(Beginning of Supplied passage)
Hi trying to boot specifically into a MS-DOS 6.22 environment. My PC is dualboot Win98 SE & WinXP SP3.
I used a bootdisk program from"https://www.bootdisk.com/bootdisk.htm" for MS-DOS 6.22, however when it boots up, there is no access to the C: drive only A: & cdrom drive.
Is there a work around? For testing I tried the Win95 boot disk, which shows the c: drive but Win95 is MS-DOS 7.0.
I'm going to guess your C: drive is >2gb or formatted Fat32? You should probably just use a Win98SE boot disk unless you really have a need to run DOS 6.22.
I'm going to guess your C: drive is >2gb or formatted Fat32? You should probably just use a Win98SE boot disk unless you really have a need to run DOS 6.22.
Yes have a need for 6.22 and yes c:\ is Fat32 8gb but I did create a partition(d:) for a 2gb Fat16 drive with the files I need to test but 6.22 didnt pick that up.
Yes have a need for 6.22 and yes c:\ is Fat32 8gb but I did create a partition(d:) for a 2gb Fat16 drive with the files I need to test but 6.22 didnt pick that up.
Hm. Perhaps the problem is there because D: is an Extended Partition. And Extended Partition is not independant, it is attached/glued to the Primary Partition.
Which in your case uses a FAT32 Partition ID. Perhaps that's the reason DOS 6.x can't see it. It's just a wild guess, though.
"Time, it seems, doesn't flow. For some it's fast, for some it's slow.
In what to one race is no time at all, another race can rise and fall..." - The Minstrel
The problem definitely isn't the boot floppy itself. DOS is very simple, if it works with A: it should work with C:, and it relies completely on BIOS, or BIOS extensions (option ROMs on things like SCSI cards) to access that.
So one of two problems:
1) the whole drive is inaccessible to DOS (not supported by BIOS).
2) the partitioning or formatting is inaccessible to DOS.
Fastest way to check: run FDISK. If it spots the drive, the problem is probably partitioning and/or formatting. If FDISK doesn't spot the drive, the problem is in hardware config - although that's unlikely as Win98 uses the same BIOS routines to initialize and that apparently does work.
I'd be inclined to agree with Jo22 if it's partitioning - as a rule you want to make the partition for the most demanding/problematic OS first, add the easier stuff later. But tbh I find that best practice by far is to give every OS, particularly DOS, its own drive (which is <2GB in the case of DOS) and use BIOS to select what to start. Corollary of that: with old systems only able to boot A: or C: I generally only run one OS.
The primary and extended partitions aren't reliant on each other. DOS has a weird requirement that it won't create a second primary partition, and it won't create an extended partition without an existing primary, but it doesn't need those both to be CHS FAT16. You can create LBA and/or FAT32 partitions with more sophisticated tools than DOS fdisk and it'll cope with that just fine.
(End of Supplied passage)
(Beginning of Supplied material)
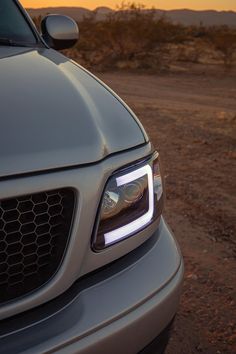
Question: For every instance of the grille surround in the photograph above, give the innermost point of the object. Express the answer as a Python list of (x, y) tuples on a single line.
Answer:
[(34, 234)]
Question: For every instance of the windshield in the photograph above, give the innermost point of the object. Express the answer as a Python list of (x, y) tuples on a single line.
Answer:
[(13, 26)]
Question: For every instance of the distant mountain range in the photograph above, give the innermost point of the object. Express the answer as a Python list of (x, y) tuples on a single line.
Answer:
[(185, 17)]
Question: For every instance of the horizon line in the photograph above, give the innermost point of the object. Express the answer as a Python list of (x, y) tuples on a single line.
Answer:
[(115, 9)]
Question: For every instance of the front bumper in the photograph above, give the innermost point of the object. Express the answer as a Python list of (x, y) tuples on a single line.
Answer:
[(119, 309)]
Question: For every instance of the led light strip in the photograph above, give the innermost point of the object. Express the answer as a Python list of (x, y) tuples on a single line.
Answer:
[(134, 226)]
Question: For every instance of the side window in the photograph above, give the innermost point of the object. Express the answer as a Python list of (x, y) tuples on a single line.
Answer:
[(12, 23)]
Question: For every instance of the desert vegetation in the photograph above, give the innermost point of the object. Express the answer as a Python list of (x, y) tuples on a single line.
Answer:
[(135, 38)]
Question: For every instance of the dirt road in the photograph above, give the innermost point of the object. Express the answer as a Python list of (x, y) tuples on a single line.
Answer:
[(191, 120)]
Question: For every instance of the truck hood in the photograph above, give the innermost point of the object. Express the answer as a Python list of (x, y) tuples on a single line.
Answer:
[(55, 114)]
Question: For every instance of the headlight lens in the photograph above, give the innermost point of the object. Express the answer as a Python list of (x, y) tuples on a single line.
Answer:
(End of Supplied material)
### Directions
1. In the MS-DOS 6.22 thread, what size and file system does the C: drive have?
2. Print the passage of the MS-DOS 6.22 thread from "Hm. Perhaps the" up to and including "to access that.".
The lines are separate material with no link to the MS-DOS 6.22 thread.

### Response list
1. It is an 8 GB FAT32 drive.

2.
Hm. Perhaps the problem is there because D: is an Extended Partition. And Extended Partition is not independant, it is attached/glued to the Primary Partition.
Which in your case uses a FAT32 Partition ID. Perhaps that's the reason DOS 6.x can't see it. It's just a wild guess, though.
"Time, it seems, doesn't flow. For some it's fast, for some it's slow.
In what to one race is no time at all, another race can rise and fall..." - The Minstrel
The problem definitely isn't the boot floppy itself. DOS is very simple, if it works with A: it should work with C:, and it relies completely on BIOS, or BIOS extensions (option ROMs on things like SCSI cards) to access that.